SELECTED EXTRACT:
It has been a long while since I’ve posted here – I’m definitely due to get a few things off my chest. My life changed quite a bit in the last few months as I decided to go back to work part-time after staying home full-time with my children for 7 years. I was actually quite excited about the prospect of being able to use my crazy race-car brain in more structured ways, but I am still struggling with the guilt I feel not being there everyday with my youngest.
This evening I exploded. Am I impulsive? Maybe. Is my oldest child exactly like me? definitely yes. I was helping my oldest brush teeth and one thing led to another and the next thing I know, we’re screaming at each other. I try and I try and I try SOOO hard to remain calm even when my child is pushing all limits and screaming at me. But, I can’t always contain myself. I usually do. But tonight I just lost it. I really hate those moments. Those are the times when I get so down about having ADD. I feel as though my disorder is going to cause my children more pain in the future because I couldn’t be the kind of mother that I would have been without ADD. I hate it, I really, really hate it when the impulsivity takes over and I lose my cool. Are all of us ADD’ers just looking for the next Dopamine hit? What am i teaching them? I carry a lot of guilt. I certainly hope that my children do not have to go through years of therapy because I was their mother.

THE PROBLEM: According to the blog post above, how many years did the writer stay home full-time with the children before going back to work part-time?

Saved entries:
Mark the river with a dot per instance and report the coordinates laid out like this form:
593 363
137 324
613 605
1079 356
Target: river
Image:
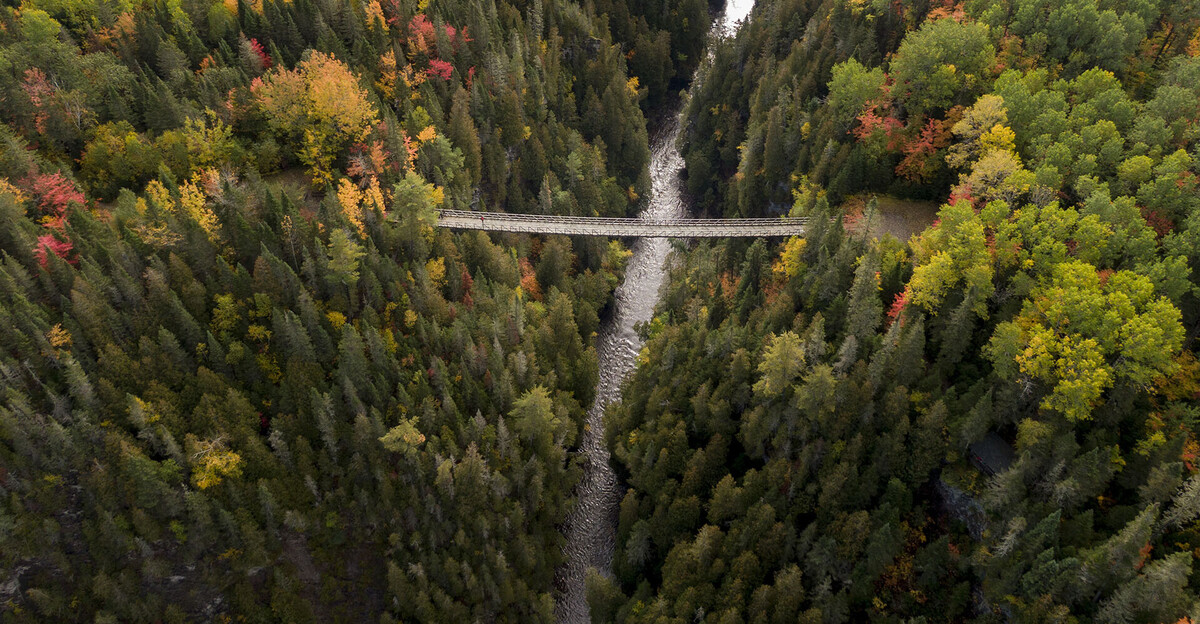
591 528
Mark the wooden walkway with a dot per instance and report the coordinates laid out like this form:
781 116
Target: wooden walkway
673 228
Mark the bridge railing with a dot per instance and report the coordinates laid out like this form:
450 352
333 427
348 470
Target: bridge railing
618 221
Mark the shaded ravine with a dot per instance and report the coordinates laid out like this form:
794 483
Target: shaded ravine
591 528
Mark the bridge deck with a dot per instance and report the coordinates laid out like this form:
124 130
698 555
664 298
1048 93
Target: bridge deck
673 228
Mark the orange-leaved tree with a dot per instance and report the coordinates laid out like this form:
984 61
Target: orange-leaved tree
319 108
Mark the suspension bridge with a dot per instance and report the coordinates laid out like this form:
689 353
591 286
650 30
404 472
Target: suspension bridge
664 228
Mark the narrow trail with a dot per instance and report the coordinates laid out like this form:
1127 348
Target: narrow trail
591 528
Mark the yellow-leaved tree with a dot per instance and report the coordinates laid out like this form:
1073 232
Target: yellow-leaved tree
319 107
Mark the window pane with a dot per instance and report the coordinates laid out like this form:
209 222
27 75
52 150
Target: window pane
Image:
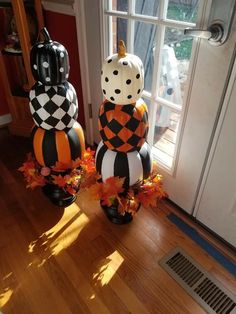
183 11
145 7
120 5
166 128
119 31
176 54
144 45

RESPONSE TO THE EXERCISE: 7 years.